To do: Pull out every line below holding the word "boat".

━━━━━━━━

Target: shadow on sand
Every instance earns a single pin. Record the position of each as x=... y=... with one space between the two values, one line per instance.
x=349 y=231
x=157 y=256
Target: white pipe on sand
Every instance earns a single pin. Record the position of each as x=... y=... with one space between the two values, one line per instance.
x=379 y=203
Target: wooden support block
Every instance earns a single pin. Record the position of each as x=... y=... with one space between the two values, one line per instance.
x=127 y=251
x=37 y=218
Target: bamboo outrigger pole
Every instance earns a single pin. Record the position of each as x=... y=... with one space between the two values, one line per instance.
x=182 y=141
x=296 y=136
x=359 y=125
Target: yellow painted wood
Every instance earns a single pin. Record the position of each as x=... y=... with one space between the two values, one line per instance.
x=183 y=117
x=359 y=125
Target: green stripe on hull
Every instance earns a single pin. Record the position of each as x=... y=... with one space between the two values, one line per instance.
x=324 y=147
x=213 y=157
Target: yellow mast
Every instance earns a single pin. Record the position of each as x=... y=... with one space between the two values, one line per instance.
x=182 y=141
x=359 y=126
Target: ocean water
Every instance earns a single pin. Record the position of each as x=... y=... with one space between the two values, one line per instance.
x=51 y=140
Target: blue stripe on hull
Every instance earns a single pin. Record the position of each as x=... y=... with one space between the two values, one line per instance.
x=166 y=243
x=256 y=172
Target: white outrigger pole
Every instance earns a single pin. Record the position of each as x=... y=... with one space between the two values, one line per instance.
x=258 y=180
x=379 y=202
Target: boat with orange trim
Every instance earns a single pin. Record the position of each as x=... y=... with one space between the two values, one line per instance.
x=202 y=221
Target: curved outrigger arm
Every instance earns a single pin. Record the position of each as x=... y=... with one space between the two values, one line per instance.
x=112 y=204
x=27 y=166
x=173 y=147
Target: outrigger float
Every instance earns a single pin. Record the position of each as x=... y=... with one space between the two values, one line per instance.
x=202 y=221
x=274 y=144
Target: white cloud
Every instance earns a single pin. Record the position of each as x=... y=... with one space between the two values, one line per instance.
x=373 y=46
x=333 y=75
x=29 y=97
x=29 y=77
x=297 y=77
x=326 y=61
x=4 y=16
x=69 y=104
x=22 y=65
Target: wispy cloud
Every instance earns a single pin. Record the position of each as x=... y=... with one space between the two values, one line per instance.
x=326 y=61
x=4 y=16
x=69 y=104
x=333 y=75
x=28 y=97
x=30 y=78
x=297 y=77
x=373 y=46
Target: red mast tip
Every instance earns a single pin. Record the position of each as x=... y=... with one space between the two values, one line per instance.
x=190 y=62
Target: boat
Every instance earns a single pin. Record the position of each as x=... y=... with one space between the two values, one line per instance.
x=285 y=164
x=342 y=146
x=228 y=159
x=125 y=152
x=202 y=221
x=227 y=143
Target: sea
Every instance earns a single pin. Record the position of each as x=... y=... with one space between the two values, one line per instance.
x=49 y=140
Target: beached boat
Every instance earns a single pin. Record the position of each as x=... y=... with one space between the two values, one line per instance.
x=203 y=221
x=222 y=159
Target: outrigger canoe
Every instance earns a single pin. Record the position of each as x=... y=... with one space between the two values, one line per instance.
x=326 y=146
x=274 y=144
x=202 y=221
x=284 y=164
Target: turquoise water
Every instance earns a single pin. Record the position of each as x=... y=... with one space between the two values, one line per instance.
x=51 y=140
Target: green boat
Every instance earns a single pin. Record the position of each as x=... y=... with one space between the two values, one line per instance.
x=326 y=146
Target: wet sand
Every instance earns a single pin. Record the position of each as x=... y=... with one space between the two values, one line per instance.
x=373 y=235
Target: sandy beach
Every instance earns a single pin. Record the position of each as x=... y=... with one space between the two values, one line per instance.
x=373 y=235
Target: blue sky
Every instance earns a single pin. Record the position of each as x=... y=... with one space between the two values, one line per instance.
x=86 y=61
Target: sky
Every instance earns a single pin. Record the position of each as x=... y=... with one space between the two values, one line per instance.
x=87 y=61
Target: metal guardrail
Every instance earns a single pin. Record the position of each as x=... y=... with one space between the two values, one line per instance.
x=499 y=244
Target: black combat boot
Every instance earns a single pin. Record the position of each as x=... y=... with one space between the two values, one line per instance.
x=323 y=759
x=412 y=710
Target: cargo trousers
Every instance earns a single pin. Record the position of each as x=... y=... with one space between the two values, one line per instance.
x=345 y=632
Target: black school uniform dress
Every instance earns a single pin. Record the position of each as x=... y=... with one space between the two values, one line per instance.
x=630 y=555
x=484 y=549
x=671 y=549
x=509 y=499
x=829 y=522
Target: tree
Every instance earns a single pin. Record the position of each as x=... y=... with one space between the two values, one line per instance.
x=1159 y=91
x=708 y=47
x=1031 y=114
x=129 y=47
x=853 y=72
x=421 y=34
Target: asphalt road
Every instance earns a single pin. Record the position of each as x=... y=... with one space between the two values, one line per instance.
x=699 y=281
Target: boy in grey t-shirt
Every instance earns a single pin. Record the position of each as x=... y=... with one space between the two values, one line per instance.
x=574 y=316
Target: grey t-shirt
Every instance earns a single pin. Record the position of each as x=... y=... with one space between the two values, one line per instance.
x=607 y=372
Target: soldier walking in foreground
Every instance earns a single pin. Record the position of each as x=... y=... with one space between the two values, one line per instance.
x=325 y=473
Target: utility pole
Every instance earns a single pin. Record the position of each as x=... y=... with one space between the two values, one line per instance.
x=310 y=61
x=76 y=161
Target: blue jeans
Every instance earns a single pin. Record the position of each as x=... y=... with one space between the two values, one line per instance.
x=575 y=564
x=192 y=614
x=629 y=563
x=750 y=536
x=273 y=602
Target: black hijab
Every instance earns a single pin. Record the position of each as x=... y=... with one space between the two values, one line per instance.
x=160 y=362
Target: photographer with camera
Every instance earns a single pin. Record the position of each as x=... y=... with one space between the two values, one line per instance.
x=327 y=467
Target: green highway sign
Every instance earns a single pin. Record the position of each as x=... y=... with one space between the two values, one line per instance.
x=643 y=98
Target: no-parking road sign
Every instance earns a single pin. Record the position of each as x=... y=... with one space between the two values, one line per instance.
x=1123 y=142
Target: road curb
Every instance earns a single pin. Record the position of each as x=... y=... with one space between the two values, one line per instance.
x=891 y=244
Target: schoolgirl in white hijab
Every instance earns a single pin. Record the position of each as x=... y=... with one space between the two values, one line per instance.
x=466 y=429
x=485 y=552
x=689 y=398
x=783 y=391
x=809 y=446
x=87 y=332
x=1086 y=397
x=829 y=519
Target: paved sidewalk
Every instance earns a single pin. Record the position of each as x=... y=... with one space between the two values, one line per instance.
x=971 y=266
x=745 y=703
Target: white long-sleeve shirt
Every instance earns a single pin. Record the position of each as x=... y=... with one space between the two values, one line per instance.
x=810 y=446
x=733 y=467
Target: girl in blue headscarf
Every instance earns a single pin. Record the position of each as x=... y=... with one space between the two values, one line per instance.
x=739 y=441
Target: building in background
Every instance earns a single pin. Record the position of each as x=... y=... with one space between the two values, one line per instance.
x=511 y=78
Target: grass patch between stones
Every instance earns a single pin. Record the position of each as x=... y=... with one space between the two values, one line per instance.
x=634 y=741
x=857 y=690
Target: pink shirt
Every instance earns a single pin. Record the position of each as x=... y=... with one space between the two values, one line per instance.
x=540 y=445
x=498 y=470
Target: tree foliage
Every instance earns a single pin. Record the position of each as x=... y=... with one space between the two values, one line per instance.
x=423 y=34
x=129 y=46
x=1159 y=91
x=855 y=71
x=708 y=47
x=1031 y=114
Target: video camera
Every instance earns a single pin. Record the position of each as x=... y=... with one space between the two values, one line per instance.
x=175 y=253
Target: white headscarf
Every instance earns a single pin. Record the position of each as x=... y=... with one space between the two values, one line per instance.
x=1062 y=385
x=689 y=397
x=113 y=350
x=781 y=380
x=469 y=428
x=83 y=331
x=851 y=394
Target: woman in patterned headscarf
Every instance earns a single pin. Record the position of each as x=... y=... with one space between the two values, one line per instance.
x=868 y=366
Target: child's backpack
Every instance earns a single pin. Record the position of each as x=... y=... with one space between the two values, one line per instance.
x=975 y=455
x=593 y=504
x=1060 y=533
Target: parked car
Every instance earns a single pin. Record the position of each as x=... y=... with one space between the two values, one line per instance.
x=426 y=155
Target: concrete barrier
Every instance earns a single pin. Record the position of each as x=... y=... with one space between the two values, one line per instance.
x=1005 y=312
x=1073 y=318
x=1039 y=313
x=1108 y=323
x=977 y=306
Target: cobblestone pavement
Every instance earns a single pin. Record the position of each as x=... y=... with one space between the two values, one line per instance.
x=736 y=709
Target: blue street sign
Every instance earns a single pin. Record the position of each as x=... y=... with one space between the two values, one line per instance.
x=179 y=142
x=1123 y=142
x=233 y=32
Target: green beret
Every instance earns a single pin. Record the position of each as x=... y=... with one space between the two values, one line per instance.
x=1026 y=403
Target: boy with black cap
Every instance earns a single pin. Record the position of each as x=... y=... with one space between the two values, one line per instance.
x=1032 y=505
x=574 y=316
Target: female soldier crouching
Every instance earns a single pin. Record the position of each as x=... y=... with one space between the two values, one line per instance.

━━━━━━━━

Final answer:
Target: boat with orange trim
Target: boat
Target: beached boat
Target: green boat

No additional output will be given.